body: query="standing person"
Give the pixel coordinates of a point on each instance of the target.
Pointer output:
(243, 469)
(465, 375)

**Stated goal:**
Format the lines above as a JSON list of strings, with one string for each line and blank lines omitted.

**Answer to the task:**
[
  "body: query=\"standing person\"",
  "Give the pixel coordinates of a point on each instance of the target.",
  "Pointer output:",
  "(243, 469)",
  "(465, 375)"
]